- **About this task**
Continue the talk description on harm reduction for hackers from the point where it stops.

- **Text for analysis**
Harm Reduction Methodology

Hackers are a high-risk population. This talk will provide hackers with tools to reduce the risk to themselves and their communities using harm reduction methodology.

Hacktivism, social networks, hacking’s learning opportunities, grey area use of communication tools by revolutionaries and countermovements, information transparency opportunities, privacy and security abuse and user risk situations all share one central tension: resolving ethical decisions around potentially harmful behavior.

At the same time, those who confuse information with advocacy perceive much of what we do – and discuss – as dangerous.

This talk will provide hackers with tools to reduce the risk to themselves and their communities. We’ll examine the similarities between extreme risk populations and the risk / harm situations hackers find themselves in – especially those with exceptional access, power or talent.

Importantly, I’ll explain how the controversial – yet effective – harm reduction model can be used specifically as a tool for at-risk hackers, and those faced with decisions that may result in perceived or actual harm.

The talk begins with an overview of harm reduction and its roots in reducing risk in European drug culture. We’ll also look at how it is currently used hands-on in the US by urban activists/educators/crisis volunteers such as myself to effectively educate and reduce risk in high-risk, typically underserved, populations.

- **Data extracts**
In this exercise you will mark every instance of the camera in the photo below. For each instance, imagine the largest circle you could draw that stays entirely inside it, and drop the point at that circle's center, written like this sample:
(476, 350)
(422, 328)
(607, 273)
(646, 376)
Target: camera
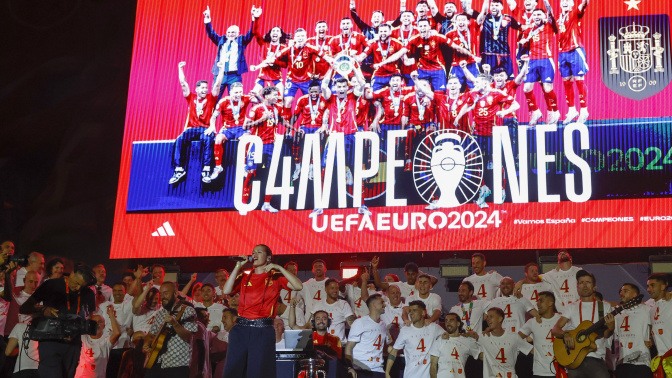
(64, 327)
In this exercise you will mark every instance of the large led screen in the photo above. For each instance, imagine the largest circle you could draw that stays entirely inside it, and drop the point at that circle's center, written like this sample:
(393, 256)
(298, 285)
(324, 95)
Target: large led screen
(450, 126)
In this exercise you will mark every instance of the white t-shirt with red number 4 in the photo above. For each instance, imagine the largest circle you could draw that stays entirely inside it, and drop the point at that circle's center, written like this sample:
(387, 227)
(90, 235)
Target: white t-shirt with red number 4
(370, 338)
(500, 354)
(453, 354)
(93, 357)
(416, 344)
(485, 286)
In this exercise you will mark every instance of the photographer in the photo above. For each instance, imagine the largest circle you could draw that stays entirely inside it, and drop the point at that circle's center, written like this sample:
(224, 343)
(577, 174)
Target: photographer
(62, 296)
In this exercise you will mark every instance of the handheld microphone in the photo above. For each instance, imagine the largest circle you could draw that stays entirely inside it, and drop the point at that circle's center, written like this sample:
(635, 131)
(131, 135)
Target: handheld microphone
(240, 258)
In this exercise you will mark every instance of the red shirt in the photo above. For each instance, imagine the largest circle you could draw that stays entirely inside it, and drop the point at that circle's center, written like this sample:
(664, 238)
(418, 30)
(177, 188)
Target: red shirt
(569, 30)
(320, 66)
(299, 62)
(226, 107)
(412, 111)
(304, 114)
(469, 39)
(259, 295)
(404, 37)
(272, 72)
(486, 108)
(380, 51)
(429, 51)
(354, 44)
(540, 44)
(447, 109)
(347, 123)
(266, 130)
(392, 115)
(199, 111)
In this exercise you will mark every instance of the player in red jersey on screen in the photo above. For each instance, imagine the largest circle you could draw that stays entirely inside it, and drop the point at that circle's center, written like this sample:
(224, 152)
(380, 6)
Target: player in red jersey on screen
(486, 104)
(263, 121)
(542, 68)
(271, 44)
(200, 105)
(308, 112)
(572, 57)
(232, 108)
(403, 34)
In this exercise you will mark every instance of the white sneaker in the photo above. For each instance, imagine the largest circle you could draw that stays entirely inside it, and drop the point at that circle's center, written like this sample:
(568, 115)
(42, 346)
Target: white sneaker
(297, 172)
(484, 192)
(583, 116)
(267, 207)
(364, 210)
(571, 114)
(535, 117)
(316, 212)
(552, 117)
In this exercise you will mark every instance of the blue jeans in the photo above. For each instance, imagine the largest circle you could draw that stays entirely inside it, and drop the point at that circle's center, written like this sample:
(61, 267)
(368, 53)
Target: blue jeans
(182, 141)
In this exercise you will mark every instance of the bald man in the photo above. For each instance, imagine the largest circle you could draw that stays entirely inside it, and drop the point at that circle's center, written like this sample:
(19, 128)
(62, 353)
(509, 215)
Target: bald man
(35, 264)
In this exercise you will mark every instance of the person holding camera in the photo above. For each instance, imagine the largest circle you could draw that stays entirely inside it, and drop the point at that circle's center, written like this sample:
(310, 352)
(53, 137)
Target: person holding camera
(66, 297)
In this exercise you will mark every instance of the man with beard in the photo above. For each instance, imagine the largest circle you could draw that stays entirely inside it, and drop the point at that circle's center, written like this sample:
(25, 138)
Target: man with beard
(339, 310)
(368, 336)
(486, 105)
(308, 111)
(563, 281)
(587, 308)
(499, 347)
(541, 334)
(380, 49)
(416, 340)
(449, 354)
(176, 356)
(633, 335)
(232, 108)
(263, 119)
(61, 296)
(200, 105)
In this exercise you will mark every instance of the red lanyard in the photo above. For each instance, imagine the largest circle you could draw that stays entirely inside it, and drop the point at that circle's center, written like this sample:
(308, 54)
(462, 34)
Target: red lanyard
(581, 313)
(67, 293)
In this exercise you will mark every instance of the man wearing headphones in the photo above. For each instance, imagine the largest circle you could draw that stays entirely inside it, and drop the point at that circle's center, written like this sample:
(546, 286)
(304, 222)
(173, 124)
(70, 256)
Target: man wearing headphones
(254, 336)
(62, 296)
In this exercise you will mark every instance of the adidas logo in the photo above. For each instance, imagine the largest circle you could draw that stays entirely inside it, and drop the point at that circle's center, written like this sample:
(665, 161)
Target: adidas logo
(164, 230)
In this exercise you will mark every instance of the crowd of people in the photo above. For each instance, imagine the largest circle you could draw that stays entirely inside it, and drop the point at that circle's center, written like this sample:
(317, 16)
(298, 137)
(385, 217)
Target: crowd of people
(499, 327)
(422, 72)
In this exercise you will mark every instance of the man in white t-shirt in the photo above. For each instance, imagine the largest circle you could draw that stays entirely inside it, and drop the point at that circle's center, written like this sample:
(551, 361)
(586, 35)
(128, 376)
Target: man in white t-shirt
(563, 281)
(313, 289)
(485, 283)
(432, 301)
(416, 341)
(470, 310)
(661, 318)
(28, 360)
(499, 347)
(367, 339)
(633, 336)
(591, 309)
(542, 336)
(449, 355)
(530, 287)
(96, 349)
(339, 310)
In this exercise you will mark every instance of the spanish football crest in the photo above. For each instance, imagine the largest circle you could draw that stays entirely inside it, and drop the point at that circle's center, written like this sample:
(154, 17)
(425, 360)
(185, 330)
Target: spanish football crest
(635, 54)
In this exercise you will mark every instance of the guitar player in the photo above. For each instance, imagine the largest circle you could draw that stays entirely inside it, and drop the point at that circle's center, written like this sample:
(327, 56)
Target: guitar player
(587, 308)
(176, 354)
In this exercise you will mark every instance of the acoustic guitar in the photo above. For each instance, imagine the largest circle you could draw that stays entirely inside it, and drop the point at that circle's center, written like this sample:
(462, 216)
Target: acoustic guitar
(161, 340)
(584, 338)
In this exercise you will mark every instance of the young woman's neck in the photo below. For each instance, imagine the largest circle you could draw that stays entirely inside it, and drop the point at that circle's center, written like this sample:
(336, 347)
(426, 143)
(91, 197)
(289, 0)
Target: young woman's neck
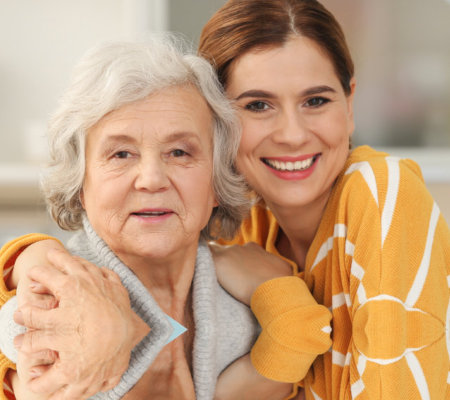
(298, 228)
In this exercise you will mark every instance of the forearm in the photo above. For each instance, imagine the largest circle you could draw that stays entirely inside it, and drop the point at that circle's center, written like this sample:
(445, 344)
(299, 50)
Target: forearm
(21, 392)
(241, 381)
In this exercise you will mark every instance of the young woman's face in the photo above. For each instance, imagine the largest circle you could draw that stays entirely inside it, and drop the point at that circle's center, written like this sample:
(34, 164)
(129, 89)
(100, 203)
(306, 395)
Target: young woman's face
(296, 120)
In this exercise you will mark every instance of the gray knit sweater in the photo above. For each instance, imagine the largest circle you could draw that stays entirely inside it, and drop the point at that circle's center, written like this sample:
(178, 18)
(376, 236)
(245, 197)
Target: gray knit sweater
(225, 329)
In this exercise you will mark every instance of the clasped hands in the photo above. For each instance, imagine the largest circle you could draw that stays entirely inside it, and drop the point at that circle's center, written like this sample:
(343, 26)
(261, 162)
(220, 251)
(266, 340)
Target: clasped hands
(81, 328)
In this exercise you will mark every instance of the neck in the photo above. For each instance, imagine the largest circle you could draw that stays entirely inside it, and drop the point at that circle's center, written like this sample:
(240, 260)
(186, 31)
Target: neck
(298, 228)
(168, 280)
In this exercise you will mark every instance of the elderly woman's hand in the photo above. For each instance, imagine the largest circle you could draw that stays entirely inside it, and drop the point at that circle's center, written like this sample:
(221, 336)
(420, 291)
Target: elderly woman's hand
(93, 329)
(241, 269)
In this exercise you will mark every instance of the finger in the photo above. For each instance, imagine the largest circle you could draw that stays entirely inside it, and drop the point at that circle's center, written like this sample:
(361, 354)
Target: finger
(48, 276)
(38, 318)
(35, 341)
(61, 384)
(43, 301)
(50, 381)
(44, 357)
(38, 288)
(110, 384)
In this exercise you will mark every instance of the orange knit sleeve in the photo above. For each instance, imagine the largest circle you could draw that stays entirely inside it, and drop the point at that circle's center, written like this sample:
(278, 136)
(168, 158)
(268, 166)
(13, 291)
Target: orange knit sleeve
(295, 329)
(8, 255)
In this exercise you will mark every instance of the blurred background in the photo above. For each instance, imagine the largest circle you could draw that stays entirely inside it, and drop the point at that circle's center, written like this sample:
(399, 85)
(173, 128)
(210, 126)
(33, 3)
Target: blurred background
(400, 48)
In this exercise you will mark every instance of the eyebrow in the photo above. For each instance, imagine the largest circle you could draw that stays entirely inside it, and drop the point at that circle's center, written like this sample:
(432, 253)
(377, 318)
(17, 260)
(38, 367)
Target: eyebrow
(172, 137)
(268, 95)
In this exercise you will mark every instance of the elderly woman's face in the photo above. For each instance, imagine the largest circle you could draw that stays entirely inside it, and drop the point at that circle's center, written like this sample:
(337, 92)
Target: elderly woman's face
(148, 184)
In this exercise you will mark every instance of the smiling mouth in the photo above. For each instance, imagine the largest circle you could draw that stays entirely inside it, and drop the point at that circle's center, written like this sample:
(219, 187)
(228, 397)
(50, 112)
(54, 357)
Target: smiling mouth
(291, 166)
(151, 213)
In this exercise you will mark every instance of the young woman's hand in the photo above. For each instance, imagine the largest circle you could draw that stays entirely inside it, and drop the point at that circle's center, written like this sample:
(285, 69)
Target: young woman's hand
(241, 269)
(92, 329)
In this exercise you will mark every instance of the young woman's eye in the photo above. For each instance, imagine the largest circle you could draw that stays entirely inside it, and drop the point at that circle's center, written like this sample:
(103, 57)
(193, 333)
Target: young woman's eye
(316, 102)
(122, 154)
(257, 106)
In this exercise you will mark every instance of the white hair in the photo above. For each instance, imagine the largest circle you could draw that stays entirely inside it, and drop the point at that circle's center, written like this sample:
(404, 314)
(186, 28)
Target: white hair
(115, 74)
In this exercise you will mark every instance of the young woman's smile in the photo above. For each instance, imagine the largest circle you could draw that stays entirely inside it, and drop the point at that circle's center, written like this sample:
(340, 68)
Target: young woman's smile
(296, 122)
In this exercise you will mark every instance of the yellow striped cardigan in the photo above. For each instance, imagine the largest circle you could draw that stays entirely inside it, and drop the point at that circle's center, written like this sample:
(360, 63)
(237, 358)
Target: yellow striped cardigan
(381, 262)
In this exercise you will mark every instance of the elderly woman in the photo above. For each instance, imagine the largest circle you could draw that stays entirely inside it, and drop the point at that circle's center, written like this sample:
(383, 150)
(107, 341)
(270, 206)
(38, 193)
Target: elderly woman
(142, 148)
(142, 151)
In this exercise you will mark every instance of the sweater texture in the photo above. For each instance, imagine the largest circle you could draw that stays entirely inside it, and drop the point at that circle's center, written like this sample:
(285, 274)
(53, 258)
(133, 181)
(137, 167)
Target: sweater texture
(380, 261)
(225, 329)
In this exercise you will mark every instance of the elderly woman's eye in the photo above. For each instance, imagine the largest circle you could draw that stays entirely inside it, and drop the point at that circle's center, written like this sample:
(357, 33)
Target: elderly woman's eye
(178, 153)
(257, 106)
(122, 154)
(316, 102)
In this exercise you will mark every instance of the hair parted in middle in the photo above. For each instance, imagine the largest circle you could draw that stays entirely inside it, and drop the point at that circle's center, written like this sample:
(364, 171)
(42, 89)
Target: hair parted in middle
(242, 25)
(115, 74)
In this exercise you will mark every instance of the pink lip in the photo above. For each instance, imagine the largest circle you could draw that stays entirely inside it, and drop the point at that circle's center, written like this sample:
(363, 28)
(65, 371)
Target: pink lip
(152, 215)
(293, 175)
(292, 158)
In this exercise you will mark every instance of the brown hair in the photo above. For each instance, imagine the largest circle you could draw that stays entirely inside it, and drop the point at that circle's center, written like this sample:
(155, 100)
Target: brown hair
(241, 25)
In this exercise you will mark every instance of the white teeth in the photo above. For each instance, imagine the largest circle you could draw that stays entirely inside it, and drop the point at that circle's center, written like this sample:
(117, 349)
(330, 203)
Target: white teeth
(150, 213)
(290, 166)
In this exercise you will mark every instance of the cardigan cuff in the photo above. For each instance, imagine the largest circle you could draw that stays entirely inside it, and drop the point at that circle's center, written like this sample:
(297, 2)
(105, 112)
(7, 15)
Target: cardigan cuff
(295, 329)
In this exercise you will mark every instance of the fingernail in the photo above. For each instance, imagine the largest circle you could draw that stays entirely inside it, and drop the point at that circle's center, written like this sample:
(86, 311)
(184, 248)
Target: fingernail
(18, 340)
(18, 317)
(35, 373)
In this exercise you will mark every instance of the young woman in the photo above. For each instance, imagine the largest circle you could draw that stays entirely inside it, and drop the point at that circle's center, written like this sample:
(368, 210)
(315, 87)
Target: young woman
(360, 225)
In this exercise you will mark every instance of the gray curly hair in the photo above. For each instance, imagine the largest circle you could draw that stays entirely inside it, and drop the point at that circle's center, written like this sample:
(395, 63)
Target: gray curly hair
(115, 74)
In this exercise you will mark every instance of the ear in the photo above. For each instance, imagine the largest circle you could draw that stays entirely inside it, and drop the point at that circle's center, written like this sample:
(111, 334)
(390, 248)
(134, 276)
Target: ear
(350, 98)
(82, 198)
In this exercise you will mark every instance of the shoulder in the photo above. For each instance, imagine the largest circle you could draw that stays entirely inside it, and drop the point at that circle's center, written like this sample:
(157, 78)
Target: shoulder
(378, 177)
(260, 227)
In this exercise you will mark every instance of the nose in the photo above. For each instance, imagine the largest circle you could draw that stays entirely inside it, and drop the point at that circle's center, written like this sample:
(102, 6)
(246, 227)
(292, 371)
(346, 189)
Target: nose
(291, 129)
(151, 175)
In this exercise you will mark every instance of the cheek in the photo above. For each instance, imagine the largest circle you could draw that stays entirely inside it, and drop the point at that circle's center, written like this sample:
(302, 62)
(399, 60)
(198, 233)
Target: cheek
(336, 131)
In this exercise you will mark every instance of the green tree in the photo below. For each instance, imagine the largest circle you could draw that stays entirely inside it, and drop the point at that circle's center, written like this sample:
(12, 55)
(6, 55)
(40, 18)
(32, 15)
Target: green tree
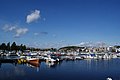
(3, 46)
(8, 46)
(13, 46)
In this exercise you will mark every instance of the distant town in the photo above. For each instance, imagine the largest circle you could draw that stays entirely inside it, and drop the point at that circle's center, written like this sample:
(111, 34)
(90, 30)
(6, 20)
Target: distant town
(68, 52)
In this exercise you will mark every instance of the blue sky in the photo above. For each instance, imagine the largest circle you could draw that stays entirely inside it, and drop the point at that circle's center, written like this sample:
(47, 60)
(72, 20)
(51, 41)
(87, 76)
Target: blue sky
(55, 23)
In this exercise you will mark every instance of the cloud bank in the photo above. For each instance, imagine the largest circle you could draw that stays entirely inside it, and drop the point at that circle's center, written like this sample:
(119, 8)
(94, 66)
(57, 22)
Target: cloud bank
(34, 16)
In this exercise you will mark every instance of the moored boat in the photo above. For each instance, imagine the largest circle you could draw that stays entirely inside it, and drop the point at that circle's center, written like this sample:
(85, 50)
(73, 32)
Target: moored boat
(32, 60)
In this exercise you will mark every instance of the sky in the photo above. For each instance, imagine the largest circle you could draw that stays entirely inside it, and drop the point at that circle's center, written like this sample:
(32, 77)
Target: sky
(56, 23)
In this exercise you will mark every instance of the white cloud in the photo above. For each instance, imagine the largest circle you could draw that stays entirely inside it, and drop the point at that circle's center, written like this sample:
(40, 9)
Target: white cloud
(36, 34)
(9, 27)
(33, 16)
(20, 31)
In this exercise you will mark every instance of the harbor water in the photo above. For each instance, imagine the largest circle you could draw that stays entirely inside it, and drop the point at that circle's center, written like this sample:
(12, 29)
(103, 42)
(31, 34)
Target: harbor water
(66, 70)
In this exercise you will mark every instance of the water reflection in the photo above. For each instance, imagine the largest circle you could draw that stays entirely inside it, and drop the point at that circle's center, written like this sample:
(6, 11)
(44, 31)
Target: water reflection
(52, 64)
(71, 70)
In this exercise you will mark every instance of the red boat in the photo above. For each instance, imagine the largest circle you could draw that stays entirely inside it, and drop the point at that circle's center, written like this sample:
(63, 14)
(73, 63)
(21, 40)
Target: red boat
(33, 60)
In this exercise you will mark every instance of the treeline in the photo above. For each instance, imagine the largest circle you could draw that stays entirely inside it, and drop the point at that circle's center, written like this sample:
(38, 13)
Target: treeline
(11, 47)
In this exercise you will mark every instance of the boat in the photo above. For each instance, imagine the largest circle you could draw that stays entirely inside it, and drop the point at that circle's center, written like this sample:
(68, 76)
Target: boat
(32, 60)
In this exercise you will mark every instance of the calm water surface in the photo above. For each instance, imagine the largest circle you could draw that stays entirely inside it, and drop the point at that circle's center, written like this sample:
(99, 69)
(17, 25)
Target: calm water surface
(66, 70)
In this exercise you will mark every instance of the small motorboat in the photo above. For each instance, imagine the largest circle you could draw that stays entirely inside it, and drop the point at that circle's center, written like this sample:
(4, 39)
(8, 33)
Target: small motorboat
(32, 60)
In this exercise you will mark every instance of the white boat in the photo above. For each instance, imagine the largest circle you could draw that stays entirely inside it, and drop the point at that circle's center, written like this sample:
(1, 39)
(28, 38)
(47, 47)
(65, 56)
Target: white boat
(32, 60)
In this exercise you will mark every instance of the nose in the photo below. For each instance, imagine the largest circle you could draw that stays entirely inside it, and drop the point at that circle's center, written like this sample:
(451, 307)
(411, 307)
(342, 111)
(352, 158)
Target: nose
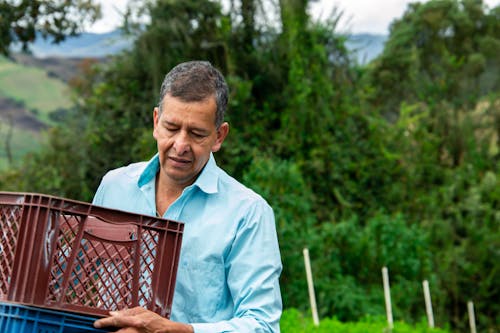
(182, 143)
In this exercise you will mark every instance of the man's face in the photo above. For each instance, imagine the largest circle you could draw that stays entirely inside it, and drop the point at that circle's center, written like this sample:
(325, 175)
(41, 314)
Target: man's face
(185, 133)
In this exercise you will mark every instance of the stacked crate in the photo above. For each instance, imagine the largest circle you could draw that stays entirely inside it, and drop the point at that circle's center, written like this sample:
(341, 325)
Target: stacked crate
(74, 261)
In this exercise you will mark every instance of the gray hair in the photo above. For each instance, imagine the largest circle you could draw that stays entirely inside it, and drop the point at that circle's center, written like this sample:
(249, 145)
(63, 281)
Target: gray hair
(194, 81)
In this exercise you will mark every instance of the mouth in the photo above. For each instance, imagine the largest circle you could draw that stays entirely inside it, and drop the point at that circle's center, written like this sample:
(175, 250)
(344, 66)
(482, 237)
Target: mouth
(179, 161)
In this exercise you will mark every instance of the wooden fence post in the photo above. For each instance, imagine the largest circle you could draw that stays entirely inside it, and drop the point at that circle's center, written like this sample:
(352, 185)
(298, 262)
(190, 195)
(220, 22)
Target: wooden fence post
(387, 295)
(310, 286)
(472, 317)
(428, 303)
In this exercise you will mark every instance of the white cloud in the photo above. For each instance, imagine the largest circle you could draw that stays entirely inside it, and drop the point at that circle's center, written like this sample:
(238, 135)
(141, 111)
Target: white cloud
(372, 16)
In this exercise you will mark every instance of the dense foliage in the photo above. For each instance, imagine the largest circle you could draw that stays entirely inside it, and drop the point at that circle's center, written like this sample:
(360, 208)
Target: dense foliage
(391, 164)
(295, 322)
(23, 21)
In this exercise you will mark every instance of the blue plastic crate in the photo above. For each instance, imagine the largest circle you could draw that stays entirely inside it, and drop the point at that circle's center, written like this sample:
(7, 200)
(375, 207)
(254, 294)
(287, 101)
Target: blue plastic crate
(17, 318)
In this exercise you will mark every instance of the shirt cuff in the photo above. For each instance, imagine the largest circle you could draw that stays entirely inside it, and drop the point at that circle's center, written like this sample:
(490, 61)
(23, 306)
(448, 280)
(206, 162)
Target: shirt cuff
(221, 327)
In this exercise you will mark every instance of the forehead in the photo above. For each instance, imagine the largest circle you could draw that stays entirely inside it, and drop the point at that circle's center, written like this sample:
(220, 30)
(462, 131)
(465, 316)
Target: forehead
(175, 109)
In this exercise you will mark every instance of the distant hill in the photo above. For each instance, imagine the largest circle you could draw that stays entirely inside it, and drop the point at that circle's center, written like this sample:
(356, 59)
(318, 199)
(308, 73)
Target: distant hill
(85, 45)
(366, 46)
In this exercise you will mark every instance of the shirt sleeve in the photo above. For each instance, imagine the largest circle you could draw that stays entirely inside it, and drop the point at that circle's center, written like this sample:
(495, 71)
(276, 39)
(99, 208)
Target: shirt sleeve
(253, 266)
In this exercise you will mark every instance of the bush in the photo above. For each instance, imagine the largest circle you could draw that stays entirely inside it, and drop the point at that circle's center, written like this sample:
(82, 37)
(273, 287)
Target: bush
(293, 321)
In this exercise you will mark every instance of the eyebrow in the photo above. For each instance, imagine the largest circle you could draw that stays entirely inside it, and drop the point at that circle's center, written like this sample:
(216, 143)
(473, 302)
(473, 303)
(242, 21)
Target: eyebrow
(198, 129)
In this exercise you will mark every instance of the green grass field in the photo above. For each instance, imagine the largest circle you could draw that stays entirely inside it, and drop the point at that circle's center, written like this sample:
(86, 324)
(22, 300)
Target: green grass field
(22, 142)
(36, 91)
(34, 88)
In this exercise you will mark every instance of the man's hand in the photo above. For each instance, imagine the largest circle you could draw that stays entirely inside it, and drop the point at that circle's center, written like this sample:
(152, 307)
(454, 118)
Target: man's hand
(140, 320)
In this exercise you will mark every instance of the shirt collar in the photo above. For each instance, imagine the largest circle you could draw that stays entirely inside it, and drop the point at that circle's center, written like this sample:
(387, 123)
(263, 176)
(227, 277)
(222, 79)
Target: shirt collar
(206, 181)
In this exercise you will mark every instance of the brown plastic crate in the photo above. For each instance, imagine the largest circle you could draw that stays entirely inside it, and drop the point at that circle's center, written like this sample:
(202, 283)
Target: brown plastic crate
(71, 255)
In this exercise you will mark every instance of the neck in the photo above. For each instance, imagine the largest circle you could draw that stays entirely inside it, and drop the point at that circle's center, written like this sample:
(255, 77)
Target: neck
(166, 193)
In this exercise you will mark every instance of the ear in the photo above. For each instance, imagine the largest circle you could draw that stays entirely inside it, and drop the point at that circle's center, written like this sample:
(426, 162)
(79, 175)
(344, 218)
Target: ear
(222, 132)
(156, 119)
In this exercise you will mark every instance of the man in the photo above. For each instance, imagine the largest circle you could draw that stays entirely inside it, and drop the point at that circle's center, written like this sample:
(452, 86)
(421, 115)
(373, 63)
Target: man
(229, 266)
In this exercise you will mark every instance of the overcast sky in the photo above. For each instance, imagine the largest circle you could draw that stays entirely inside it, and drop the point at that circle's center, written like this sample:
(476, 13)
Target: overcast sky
(373, 16)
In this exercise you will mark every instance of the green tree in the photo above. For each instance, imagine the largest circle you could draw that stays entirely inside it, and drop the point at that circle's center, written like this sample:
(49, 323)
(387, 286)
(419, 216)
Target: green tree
(20, 21)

- **Response**
Threaded throughout the talk is the idea that informed consent practices and the acceptance that harmful behavior is immutable can be effective tools to solve ethical decisions. Used on a wider scale, harm reduction in this light can be used to change the cultural conversation when black vs. white solutions (“just say no,” jailing those who publish information or “real names” policies) are unsuccessfully applied to complex problems (drug abuse, abusive use of information, using pseudonyms for harm).

We’ll examine instances in which harm reduction would minimize damage (including the “gentleman’s agreement” between hackers), and failures when harm reduction could have mitigated failure or worse.

We will specifically look at harm reduction as applied to hacktivism, social networks, hacking’s learning opportunities, grey area use of communication tools by revolutionaries and countermovements, information transparency opportunities, privacy and security abuse, and user risk events.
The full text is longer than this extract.